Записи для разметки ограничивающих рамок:
::::
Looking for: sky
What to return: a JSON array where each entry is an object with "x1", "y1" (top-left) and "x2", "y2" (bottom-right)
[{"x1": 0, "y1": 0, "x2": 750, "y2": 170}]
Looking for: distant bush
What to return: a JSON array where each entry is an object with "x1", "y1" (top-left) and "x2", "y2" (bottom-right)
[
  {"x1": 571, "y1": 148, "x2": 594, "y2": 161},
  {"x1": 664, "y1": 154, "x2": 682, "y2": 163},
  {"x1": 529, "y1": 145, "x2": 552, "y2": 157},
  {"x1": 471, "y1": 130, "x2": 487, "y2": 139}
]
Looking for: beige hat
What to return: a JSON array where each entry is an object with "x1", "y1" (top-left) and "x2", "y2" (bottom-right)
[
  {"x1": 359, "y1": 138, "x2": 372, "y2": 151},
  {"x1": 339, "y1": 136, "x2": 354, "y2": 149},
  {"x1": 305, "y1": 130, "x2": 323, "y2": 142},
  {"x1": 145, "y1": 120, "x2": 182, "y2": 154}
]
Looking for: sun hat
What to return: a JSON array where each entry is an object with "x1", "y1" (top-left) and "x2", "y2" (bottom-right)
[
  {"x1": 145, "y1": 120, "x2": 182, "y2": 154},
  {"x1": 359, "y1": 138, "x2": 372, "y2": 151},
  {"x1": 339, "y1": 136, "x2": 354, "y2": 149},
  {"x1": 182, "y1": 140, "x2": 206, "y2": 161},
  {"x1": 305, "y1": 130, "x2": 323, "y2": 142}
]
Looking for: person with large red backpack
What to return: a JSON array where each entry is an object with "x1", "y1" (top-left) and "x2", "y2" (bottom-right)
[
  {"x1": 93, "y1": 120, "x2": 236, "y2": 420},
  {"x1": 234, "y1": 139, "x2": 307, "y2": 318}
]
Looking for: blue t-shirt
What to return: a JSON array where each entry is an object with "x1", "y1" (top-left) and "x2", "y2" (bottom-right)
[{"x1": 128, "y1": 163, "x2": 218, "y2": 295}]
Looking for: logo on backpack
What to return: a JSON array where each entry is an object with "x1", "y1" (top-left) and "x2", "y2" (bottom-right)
::::
- **ТРЕБОВАНИЯ К ЗАДАНИЮ**
Обновите все записи выше: замените «What to return» на «Output format», а остальной текст оставьте без изменений.

- **ОЖИДАЕМЫЙ РЕЗУЛЬТАТ**
Looking for: sky
Output format: a JSON array where each entry is an object with "x1", "y1" (top-left) and "x2", "y2" (bottom-right)
[{"x1": 0, "y1": 0, "x2": 750, "y2": 170}]
Looking for: distant bush
Output format: a JSON array where each entry is an object with "x1", "y1" (top-left) and "x2", "y2" (bottom-right)
[
  {"x1": 571, "y1": 148, "x2": 594, "y2": 161},
  {"x1": 664, "y1": 154, "x2": 682, "y2": 163},
  {"x1": 529, "y1": 145, "x2": 552, "y2": 157},
  {"x1": 471, "y1": 130, "x2": 487, "y2": 139}
]
Looking for: beige hat
Output format: a JSON array where each entry is an object with "x1", "y1" (top-left) and "x2", "y2" (bottom-right)
[
  {"x1": 359, "y1": 138, "x2": 372, "y2": 151},
  {"x1": 339, "y1": 136, "x2": 354, "y2": 149},
  {"x1": 305, "y1": 130, "x2": 323, "y2": 142},
  {"x1": 145, "y1": 120, "x2": 182, "y2": 154}
]
Looking for: sun hat
Output format: a JSON array where each entry is an object with "x1", "y1" (top-left) and "x2", "y2" (bottom-right)
[
  {"x1": 145, "y1": 120, "x2": 182, "y2": 154},
  {"x1": 359, "y1": 138, "x2": 372, "y2": 151},
  {"x1": 339, "y1": 136, "x2": 354, "y2": 149},
  {"x1": 182, "y1": 140, "x2": 206, "y2": 161},
  {"x1": 305, "y1": 130, "x2": 323, "y2": 142}
]
Looking for: person with large red backpack
Output format: a JSON array where each entry is an object with "x1", "y1" (top-left) and "x2", "y2" (bottom-right)
[
  {"x1": 93, "y1": 120, "x2": 236, "y2": 420},
  {"x1": 234, "y1": 139, "x2": 307, "y2": 318}
]
Looking for: blue t-shirt
Output format: a JSON array where each entry is an object with "x1", "y1" (top-left) and "x2", "y2" (bottom-right)
[{"x1": 128, "y1": 163, "x2": 218, "y2": 295}]
Looking for: logo on backpack
Output format: a JSON array where each entry is an object with "x1", "y1" (top-left) and "x2", "y2" (bottom-right)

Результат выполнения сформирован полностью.